Problem: Each line of the records that holds the word "background" should be copied out.

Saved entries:

※ ※ ※

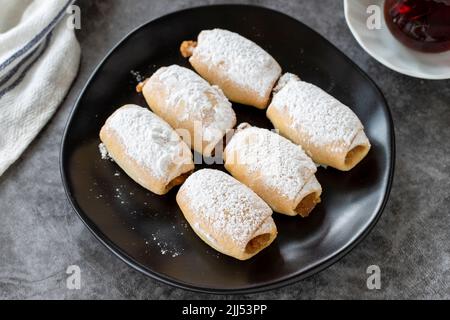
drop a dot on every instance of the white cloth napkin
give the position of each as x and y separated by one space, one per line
39 59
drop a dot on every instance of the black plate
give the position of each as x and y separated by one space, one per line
149 232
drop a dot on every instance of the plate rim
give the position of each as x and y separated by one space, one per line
262 287
408 72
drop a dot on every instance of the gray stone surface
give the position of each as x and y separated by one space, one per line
40 234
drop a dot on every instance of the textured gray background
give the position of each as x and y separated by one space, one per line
40 235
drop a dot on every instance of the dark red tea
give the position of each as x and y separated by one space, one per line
422 25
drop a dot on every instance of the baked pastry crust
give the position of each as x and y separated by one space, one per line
199 112
243 70
226 214
147 149
276 169
328 131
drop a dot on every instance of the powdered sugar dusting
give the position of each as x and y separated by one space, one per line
227 206
150 141
317 114
200 101
272 160
243 61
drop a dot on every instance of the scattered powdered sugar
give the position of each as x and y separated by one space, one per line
317 114
150 141
200 101
243 61
272 160
284 80
227 206
104 152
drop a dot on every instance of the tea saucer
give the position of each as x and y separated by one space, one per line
382 45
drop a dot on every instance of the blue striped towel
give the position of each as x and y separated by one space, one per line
39 59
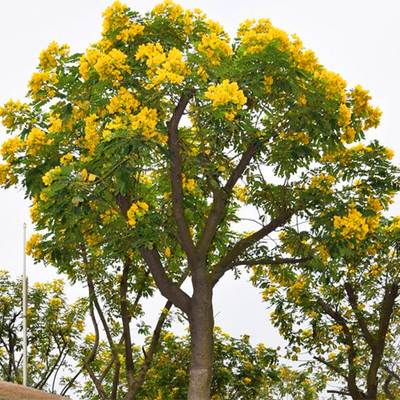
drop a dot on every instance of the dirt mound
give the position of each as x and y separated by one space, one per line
10 391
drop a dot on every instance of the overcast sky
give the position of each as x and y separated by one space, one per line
358 39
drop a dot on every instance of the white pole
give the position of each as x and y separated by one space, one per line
24 312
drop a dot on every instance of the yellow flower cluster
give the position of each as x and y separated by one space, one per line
361 107
115 17
116 124
168 8
39 79
136 211
348 134
55 123
322 252
296 136
12 146
360 98
215 48
336 329
298 285
188 184
257 36
9 112
66 159
130 32
48 58
344 115
50 176
389 153
242 193
32 246
268 81
6 176
124 102
226 93
162 67
108 216
107 65
333 84
36 141
354 225
322 181
34 211
92 134
304 59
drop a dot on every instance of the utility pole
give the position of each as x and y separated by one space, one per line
24 316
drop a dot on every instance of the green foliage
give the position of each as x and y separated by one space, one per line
54 331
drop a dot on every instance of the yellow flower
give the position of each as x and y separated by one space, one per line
136 211
268 81
344 115
226 93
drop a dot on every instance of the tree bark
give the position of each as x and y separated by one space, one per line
201 320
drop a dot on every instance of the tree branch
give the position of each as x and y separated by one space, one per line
152 347
271 261
176 178
392 373
351 354
168 289
386 387
227 262
129 364
361 321
334 368
221 197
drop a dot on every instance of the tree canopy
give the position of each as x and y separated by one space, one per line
150 147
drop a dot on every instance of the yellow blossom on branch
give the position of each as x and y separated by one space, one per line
226 93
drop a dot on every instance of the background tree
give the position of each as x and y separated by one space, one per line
54 332
342 304
165 122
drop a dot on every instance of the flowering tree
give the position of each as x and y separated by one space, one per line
54 328
148 145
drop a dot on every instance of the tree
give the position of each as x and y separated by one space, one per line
54 329
171 129
342 305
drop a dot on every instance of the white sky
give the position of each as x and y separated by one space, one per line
358 39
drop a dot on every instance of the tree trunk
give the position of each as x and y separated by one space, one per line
201 320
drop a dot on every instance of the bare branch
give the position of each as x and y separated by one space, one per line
168 289
176 177
227 262
360 319
333 367
221 197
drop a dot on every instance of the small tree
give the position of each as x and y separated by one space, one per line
54 330
172 128
343 304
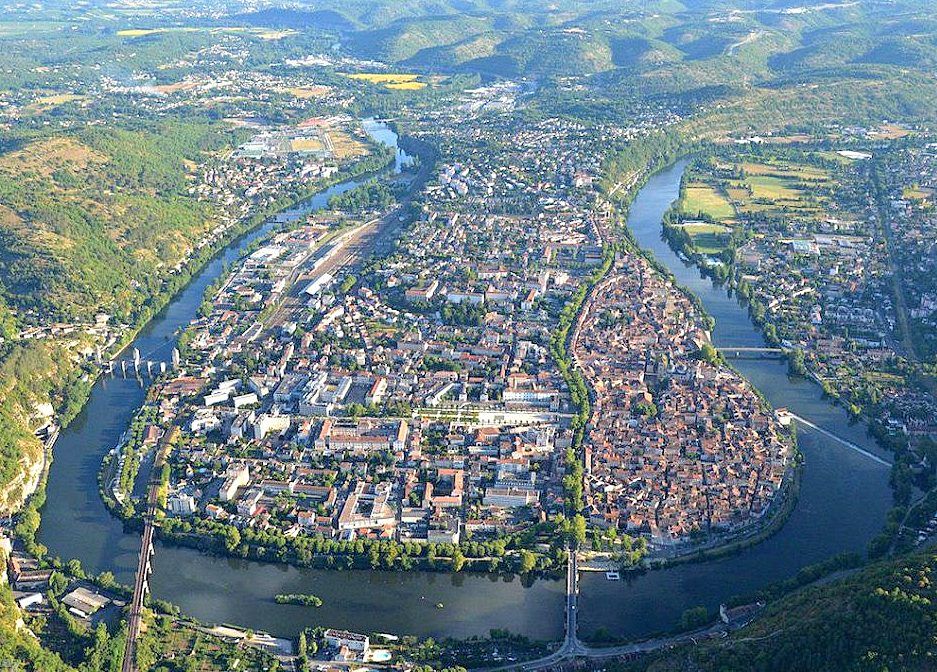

※ ※ ※

Written reply:
drop a dot on every instance of the textured gray background
drop a dot on every instance of the background tree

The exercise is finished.